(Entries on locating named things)
__________________________________________________
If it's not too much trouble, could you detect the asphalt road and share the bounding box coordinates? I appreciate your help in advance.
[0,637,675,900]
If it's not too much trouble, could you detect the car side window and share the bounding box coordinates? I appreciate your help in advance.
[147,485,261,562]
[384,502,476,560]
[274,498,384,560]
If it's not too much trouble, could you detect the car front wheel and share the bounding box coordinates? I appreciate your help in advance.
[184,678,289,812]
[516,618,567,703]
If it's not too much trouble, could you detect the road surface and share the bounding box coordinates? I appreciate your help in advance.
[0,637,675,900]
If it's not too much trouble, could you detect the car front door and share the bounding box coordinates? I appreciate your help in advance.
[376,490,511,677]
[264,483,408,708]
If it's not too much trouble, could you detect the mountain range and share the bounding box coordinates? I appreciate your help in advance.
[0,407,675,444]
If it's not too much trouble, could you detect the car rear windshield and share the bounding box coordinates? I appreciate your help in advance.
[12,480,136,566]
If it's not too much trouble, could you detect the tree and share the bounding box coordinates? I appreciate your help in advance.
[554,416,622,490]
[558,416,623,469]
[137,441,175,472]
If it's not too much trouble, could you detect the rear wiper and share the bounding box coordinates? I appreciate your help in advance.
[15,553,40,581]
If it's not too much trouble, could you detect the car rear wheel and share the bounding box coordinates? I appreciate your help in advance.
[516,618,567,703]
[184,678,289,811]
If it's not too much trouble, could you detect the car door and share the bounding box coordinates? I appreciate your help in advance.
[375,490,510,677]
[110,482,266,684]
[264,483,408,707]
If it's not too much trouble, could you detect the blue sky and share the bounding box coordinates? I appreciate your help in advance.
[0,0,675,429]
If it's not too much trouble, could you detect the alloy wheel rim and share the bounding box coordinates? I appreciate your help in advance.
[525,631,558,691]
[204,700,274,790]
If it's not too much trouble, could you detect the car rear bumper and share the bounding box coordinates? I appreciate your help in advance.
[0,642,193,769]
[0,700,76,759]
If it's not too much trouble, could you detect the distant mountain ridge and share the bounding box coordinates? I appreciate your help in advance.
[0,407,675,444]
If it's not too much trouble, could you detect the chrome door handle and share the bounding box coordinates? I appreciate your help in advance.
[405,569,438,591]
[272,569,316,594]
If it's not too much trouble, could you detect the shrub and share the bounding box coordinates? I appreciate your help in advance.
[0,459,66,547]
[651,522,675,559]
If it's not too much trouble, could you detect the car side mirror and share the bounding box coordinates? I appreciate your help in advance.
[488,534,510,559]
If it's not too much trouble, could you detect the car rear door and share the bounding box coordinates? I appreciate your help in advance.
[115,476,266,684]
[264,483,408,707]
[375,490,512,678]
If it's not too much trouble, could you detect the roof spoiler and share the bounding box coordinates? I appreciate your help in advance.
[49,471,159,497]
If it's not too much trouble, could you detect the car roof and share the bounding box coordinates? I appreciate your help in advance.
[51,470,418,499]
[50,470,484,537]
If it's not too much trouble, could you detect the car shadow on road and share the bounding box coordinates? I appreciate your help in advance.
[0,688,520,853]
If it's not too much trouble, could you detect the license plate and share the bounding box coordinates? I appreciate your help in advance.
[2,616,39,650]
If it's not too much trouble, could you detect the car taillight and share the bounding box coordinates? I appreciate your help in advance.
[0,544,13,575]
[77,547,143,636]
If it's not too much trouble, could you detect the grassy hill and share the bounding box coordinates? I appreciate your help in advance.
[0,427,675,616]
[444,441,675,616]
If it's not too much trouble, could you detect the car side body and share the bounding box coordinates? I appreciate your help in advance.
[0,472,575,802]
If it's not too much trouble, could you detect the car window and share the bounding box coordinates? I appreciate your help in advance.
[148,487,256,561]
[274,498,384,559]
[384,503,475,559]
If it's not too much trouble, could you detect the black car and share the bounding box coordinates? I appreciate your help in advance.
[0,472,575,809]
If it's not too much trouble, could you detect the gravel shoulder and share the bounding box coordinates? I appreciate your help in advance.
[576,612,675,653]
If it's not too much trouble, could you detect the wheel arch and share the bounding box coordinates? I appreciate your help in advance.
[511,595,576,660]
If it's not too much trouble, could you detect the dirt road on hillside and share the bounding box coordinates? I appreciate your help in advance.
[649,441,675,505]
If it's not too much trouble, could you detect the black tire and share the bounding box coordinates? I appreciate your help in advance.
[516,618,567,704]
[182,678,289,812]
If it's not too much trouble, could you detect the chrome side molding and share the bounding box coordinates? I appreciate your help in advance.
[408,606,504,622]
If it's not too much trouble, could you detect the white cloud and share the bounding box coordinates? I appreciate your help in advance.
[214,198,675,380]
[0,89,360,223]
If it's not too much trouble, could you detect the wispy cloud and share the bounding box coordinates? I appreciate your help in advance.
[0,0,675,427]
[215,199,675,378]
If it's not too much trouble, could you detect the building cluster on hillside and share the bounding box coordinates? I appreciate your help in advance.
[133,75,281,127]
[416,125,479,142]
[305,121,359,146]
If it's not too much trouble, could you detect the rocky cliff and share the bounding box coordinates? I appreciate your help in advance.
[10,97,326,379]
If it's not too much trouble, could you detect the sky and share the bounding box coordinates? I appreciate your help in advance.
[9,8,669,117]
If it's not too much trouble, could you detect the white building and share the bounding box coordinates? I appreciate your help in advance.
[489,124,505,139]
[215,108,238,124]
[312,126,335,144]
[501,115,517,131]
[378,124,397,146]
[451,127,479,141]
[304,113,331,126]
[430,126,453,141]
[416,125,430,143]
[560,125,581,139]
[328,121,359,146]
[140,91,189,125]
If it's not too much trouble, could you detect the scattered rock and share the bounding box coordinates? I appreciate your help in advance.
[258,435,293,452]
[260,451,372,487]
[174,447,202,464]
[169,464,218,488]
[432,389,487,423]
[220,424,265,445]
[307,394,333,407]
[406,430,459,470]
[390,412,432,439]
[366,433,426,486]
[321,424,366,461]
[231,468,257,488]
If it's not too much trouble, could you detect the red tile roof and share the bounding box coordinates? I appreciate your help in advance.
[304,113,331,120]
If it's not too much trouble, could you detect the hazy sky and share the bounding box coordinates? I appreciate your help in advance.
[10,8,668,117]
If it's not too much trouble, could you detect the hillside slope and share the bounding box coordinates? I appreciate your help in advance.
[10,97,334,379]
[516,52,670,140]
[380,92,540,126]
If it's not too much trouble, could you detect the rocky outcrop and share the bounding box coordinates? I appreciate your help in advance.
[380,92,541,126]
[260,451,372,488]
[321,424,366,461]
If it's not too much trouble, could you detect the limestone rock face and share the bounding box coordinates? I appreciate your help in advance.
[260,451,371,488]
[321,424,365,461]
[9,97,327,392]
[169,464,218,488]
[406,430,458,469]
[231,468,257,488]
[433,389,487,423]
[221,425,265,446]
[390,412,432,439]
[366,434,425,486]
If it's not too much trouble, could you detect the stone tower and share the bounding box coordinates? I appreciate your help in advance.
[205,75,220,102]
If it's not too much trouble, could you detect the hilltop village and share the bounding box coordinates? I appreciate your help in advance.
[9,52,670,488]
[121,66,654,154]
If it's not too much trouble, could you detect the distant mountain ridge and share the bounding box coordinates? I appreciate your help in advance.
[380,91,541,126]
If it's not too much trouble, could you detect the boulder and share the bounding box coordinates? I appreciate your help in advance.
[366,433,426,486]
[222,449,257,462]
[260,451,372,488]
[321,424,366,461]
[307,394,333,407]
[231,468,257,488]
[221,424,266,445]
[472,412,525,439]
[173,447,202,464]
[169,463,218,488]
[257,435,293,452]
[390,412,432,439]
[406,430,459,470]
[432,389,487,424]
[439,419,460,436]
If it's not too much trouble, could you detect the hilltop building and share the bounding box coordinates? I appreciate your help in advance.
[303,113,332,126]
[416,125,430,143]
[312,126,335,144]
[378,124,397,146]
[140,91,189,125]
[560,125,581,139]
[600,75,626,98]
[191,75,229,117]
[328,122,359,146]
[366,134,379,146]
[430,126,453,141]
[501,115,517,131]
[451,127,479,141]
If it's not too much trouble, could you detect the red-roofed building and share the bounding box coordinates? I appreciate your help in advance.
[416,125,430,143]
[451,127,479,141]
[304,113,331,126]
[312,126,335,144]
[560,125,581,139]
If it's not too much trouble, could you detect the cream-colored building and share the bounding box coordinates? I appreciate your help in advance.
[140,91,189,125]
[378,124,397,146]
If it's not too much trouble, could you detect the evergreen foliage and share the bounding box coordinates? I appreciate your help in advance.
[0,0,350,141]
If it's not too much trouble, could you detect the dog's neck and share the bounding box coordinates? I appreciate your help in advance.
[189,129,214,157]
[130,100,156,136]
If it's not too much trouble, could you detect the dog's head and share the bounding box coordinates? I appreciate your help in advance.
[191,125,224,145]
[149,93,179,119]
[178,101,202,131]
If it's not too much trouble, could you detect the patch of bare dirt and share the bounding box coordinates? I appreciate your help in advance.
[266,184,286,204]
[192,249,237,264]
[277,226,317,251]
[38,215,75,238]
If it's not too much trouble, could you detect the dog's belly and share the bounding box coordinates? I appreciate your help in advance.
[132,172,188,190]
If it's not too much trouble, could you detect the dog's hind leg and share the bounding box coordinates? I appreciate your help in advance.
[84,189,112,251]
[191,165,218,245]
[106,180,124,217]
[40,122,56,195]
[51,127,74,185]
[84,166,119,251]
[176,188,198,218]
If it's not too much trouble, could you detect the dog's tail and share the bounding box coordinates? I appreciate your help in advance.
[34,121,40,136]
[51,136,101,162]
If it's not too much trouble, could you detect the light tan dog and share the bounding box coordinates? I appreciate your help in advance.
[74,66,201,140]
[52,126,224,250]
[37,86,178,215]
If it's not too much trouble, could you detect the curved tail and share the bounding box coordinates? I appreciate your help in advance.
__________________________________________________
[Instruction]:
Convert the stretch of the records from the line containing "the dog's hind" through the end of the records into a Markdown table with the columns Row and Line. Number each line in Row, put its text in Line, and leave out blank lines.

[Answer to this task]:
| Row | Line |
|---|---|
| 1 | If it's not too much trouble, could you detect the dog's hind leg and share the bounding box coordinates? I appreciate your help in advance. |
| 2 | [84,189,112,251] |
| 3 | [191,165,218,245] |
| 4 | [106,180,124,217] |
| 5 | [40,122,56,195] |
| 6 | [51,127,74,185] |
| 7 | [84,166,119,251] |
| 8 | [176,188,198,218] |
| 9 | If it's not too much trouble, could you detect the dog's tail and share the bounding box coordinates? I appreciate your help in advance. |
| 10 | [34,121,40,136] |
| 11 | [51,136,101,162] |
| 12 | If it's not too much trouble, could you detect the light tan dog and share the bounding box coordinates? I appreciate your help in advance. |
| 13 | [74,66,201,140] |
| 14 | [52,126,224,250] |
| 15 | [37,86,178,215] |
| 16 | If it's not too much trouble, could you detect the curved tail and share the bounding box coordinates? I appreciate your help in advance. |